## The request
Write out the whole listing exactly as it stands.

## Source data
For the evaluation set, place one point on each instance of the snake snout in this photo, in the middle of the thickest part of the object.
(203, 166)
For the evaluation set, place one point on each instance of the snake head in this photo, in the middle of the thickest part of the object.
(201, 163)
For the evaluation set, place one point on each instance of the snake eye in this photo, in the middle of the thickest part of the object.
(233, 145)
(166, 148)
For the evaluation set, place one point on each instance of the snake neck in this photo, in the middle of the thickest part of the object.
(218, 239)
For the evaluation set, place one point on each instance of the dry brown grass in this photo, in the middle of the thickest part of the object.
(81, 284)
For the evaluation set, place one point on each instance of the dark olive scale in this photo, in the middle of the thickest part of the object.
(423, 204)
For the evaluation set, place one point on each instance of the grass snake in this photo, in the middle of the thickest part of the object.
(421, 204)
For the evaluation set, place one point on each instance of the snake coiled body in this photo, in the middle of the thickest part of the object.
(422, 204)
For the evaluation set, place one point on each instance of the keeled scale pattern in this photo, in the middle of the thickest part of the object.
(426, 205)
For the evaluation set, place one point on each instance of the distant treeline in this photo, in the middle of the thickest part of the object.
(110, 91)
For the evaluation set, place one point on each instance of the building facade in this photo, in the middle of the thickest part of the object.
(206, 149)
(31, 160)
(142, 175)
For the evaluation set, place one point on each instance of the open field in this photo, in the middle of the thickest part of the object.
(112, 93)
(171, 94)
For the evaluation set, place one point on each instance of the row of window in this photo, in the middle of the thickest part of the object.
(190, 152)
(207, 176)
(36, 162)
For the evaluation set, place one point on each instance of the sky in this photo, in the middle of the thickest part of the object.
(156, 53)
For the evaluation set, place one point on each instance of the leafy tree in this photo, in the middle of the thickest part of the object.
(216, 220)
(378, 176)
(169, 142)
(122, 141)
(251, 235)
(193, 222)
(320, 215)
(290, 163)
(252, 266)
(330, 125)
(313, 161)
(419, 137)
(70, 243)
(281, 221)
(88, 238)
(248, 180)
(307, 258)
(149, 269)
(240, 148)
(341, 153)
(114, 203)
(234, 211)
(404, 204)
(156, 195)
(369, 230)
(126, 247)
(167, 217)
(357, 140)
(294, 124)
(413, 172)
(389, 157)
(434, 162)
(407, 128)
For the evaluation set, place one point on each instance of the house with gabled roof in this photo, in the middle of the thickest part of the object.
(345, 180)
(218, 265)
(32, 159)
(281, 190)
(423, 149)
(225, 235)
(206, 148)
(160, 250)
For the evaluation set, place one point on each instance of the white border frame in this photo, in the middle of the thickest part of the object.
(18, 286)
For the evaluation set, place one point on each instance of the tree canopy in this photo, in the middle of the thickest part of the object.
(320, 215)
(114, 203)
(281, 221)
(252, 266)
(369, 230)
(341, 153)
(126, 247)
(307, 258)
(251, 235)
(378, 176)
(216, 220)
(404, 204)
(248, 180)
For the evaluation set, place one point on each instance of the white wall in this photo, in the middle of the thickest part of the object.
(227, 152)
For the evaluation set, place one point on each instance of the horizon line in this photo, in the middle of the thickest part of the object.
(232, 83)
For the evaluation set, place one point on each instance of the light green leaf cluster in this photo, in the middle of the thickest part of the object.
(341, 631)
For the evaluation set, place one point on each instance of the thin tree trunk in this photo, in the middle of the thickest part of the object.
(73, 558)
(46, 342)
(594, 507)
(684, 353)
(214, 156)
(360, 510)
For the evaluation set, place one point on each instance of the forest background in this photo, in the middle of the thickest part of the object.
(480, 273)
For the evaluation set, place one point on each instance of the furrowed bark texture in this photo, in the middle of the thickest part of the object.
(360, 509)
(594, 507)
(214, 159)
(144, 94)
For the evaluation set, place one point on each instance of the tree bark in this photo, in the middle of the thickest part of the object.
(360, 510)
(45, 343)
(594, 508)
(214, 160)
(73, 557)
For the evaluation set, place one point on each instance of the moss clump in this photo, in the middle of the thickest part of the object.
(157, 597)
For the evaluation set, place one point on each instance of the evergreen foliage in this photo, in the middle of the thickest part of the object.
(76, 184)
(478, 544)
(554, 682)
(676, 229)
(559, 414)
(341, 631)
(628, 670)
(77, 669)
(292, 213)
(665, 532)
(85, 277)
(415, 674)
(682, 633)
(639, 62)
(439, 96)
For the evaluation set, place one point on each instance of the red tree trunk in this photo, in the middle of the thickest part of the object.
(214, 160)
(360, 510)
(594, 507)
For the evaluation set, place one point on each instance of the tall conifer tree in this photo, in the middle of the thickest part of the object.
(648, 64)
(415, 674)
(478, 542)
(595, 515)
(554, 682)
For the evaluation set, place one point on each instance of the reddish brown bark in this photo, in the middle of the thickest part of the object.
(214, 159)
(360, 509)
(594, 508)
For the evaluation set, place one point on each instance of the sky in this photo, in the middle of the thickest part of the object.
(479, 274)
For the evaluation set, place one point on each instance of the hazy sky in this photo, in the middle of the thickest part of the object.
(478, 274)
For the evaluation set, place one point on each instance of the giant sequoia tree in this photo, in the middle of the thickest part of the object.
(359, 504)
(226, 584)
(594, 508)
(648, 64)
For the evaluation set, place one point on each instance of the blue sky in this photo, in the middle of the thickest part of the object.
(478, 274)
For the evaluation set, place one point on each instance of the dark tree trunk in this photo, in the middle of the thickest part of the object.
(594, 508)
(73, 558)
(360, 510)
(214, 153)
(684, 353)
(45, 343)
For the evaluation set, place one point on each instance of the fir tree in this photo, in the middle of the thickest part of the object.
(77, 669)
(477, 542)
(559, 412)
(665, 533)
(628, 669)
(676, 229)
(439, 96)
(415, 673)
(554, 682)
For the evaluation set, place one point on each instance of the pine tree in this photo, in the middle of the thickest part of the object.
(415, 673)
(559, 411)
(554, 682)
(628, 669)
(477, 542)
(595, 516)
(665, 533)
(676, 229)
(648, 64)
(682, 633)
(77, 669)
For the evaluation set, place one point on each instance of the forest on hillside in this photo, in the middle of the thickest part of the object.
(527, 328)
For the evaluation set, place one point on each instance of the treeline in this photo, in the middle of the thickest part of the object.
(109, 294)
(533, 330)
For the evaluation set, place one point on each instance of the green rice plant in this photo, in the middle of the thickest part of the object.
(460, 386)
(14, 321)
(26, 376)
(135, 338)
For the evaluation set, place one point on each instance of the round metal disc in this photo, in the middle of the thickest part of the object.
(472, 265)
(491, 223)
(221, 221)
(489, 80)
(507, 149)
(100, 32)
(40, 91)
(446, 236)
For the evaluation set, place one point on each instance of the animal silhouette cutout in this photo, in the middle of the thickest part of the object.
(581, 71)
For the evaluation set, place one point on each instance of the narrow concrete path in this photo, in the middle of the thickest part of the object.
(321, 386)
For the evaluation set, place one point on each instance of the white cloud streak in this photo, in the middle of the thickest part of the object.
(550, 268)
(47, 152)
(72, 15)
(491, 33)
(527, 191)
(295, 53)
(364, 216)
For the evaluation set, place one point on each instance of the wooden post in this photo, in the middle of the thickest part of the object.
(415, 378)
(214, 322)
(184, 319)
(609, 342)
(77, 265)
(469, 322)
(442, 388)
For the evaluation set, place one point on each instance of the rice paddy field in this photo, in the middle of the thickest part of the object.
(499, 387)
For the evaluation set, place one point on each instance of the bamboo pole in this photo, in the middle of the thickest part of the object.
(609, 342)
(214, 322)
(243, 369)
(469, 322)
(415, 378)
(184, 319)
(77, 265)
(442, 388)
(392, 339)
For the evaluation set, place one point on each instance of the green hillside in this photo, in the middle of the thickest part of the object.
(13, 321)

## Solved problem
For the evaluation set, place one point on each instance of the snake snout in this photo, in the middle of the thickest part of the object.
(203, 166)
For the evaluation set, place one point on each instance of the snake head in this photo, in the middle of the thickest part of the object.
(201, 163)
For the evaluation set, place one point on each instance of the snake eye in this photo, in the middle of the thickest part of the object.
(233, 145)
(166, 148)
For the evaluation set, place one point on each instance of the snake neck in this photo, in the middle of the thickest part of the object.
(218, 239)
For the evaluation set, place one point on each instance of the dry brown grass in this photo, in the middle of the thickest part of the object.
(81, 284)
For the evaluation set, place one point on each instance of the dark olive scale in this photo, in the middle of the thickest part of the object.
(423, 204)
For the evaluation set, place one point on each instance of the grass snake in this photo, in the middle of the thickest part of the object.
(421, 204)
For the evaluation set, place one point on each instance of the snake coiled body in this photo, in the middle of the thickest part of the object.
(422, 204)
For the evaluation set, place one point on each instance of the keeled scale pattern in this photo, in the middle of the thickest part of the object.
(426, 205)
For the evaluation set, place one point on each instance of the distant treeline in this photo, in the middle of the thickest part of the object.
(110, 91)
For the evaluation set, place one point on each instance of the building facade in this photo, in the middle of the thickest part of the object.
(206, 149)
(31, 160)
(142, 175)
For the evaluation set, place one point on each instance of the open field in this photo, in the middle of the thickest part of the object.
(112, 93)
(171, 94)
For the evaluation set, place one point on each instance of the row of window in this photo, in the middle of the thickest part of the object.
(190, 152)
(207, 176)
(36, 162)
For the evaluation set, place one point on each instance of the sky in this photo, in the middle of the thickest part of the object.
(156, 53)
For the evaluation set, place one point on each instance of the leafy tree in this photo, in the middle of the thickest part of the object.
(216, 220)
(378, 176)
(169, 142)
(122, 141)
(251, 235)
(193, 222)
(320, 215)
(290, 163)
(252, 266)
(330, 125)
(313, 161)
(419, 137)
(70, 243)
(281, 221)
(88, 238)
(248, 180)
(307, 258)
(149, 269)
(240, 148)
(341, 153)
(114, 203)
(234, 211)
(404, 204)
(156, 195)
(369, 230)
(126, 247)
(167, 217)
(357, 140)
(294, 124)
(413, 172)
(389, 157)
(434, 162)
(407, 128)
For the evaluation set, place one point on each instance of the house with gabled roof in this photo, in the middle of the thickest part of the object.
(345, 180)
(218, 265)
(32, 159)
(281, 190)
(423, 149)
(225, 235)
(206, 148)
(160, 250)
For the evaluation set, place one point on each instance of the white border frame in this photo, in the middle of the thickest part of the object.
(18, 286)
For the evaluation set, place one point on each instance of the tree canopy in this photo, in the middle of the thickest part of the object.
(320, 215)
(114, 203)
(281, 221)
(252, 266)
(369, 230)
(341, 153)
(126, 247)
(307, 258)
(251, 235)
(378, 176)
(216, 220)
(404, 204)
(248, 180)
For the evaluation set, place one point on each instance of the white wall in this photo, in the middle of the thickest part of the object.
(227, 152)
For the evaluation set, place one point on each instance of the horizon line in this photo, in the middle of the thickest part of the object.
(232, 83)
For the evaluation set, place one point on each instance of the light green leaf cluster in this photo, in the middle of the thickest part of the object.
(341, 631)
For the evaluation set, place one point on each instance of the thin tree trunk in this photo, in the middle of the thickest part of the object.
(73, 558)
(46, 342)
(594, 507)
(684, 353)
(214, 156)
(360, 510)
For the evaluation set, place one point on each instance of the forest background in this photo, in the middle of the thickest part of the object.
(480, 273)
For the evaluation set, place one point on each instance of the furrowed bark texture in this photo, in the middle of the thickest part of the object.
(360, 509)
(594, 507)
(214, 159)
(144, 94)
For the evaluation set, place one point on each instance of the tree bark in this photo, in the middle of the thickest part of the object.
(360, 510)
(45, 343)
(594, 508)
(214, 160)
(73, 557)
For the evaluation set, place one point on each instance of the moss clump in this photo, in the middle of the thickest part of the object.
(157, 597)
For the evaluation set, place one point on each instance of the evergreen foliage in this photo, in the middle of the thickest part of the object.
(76, 184)
(478, 544)
(554, 682)
(676, 229)
(559, 414)
(341, 631)
(628, 670)
(77, 669)
(292, 213)
(665, 532)
(85, 277)
(415, 674)
(682, 633)
(639, 62)
(439, 96)
For the evaluation set, place one point on each instance of the red tree trunk in this photo, in the middle of the thickest part of the object.
(214, 160)
(360, 510)
(594, 507)
For the evaluation set, place one point on each instance of the tall conifer tree in this photo, in the middle of the thickest part of the object.
(648, 64)
(415, 674)
(478, 542)
(595, 515)
(554, 682)
For the evaluation set, place one point on each instance of the reddish brown bark in this photo, in the middle of the thickest part of the object.
(214, 159)
(360, 509)
(594, 508)
For the evaluation set, place one point on each instance of the sky in this photo, in the middle of the thickest part of the object.
(479, 274)
For the evaluation set, place one point on each instance of the hazy sky in this photo, in the middle of the thickest part of the object.
(478, 274)
For the evaluation set, place one point on each instance of the giant sequoia tree in this photo, in the middle of the thickest part of the object.
(359, 504)
(226, 584)
(594, 508)
(648, 64)
For the evaluation set, place one point on each instance of the blue sky in this photo, in the middle of the thickest part of the object.
(478, 274)
For the evaluation set, place one point on each instance of the dark tree trunk in this photo, in the middle of the thickest part of the object.
(594, 508)
(73, 558)
(360, 510)
(214, 153)
(684, 353)
(45, 343)
For the evaluation set, place one point on each instance of the fir tree in this photo, in the middle of the thickest part of the object.
(77, 669)
(477, 542)
(559, 412)
(665, 533)
(628, 669)
(676, 229)
(439, 96)
(415, 673)
(554, 682)
For the evaluation set, place one point on each instance of the pine tree in this photo, in the middle of the thickest part of the object.
(415, 673)
(559, 411)
(554, 682)
(628, 669)
(477, 542)
(595, 516)
(665, 533)
(676, 229)
(648, 64)
(682, 633)
(77, 669)
For the evaluation set, place one point on each instance of the forest on hillside in this photo, in the middle of the thickest part of the object.
(527, 328)
For the evaluation set, place one point on each instance of the treeline in this photo, in the middle of the thickest part of the object.
(109, 294)
(533, 330)
For the evaluation set, place one point on each instance of the green rice plant in this photo, in the middle of the thickest part of the object.
(460, 386)
(14, 321)
(26, 376)
(135, 338)
For the evaluation set, place one point on each instance of the round metal disc in this photo, in the middle of the thickest part of the object.
(472, 265)
(491, 223)
(221, 221)
(489, 80)
(507, 149)
(100, 32)
(40, 91)
(446, 236)
For the evaluation set, place one point on each instance of the animal silhouette cutout in this photo, in the middle of the thickest part of the object.
(581, 71)
For the evaluation set, place one point on each instance of the narrow concrete path in this photo, in the middle of the thickest part of the object.
(321, 386)
For the evaluation set, place one point on each instance of the white cloud streak in this photo, in the middle of the thickest part of the object.
(550, 268)
(47, 152)
(72, 15)
(491, 33)
(527, 191)
(295, 53)
(364, 216)
For the evaluation set, place one point on each instance of the wooden post in this photo, in the middle of the thickest part of the object.
(415, 378)
(214, 322)
(184, 319)
(609, 342)
(77, 265)
(469, 322)
(442, 388)
For the evaluation set, place one point on each instance of the rice paddy field in this photo, in the middle of the thickest part of the object.
(499, 387)
For the evaluation set, place one point on each instance of the bamboo pole in this photo, in the middle of the thickest part of the object.
(609, 342)
(214, 322)
(243, 369)
(469, 322)
(415, 378)
(184, 319)
(77, 265)
(442, 388)
(392, 339)
For the evaluation set, place one point on each instance of the green hillside in this photo, in the middle of the thickest part of the object.
(13, 321)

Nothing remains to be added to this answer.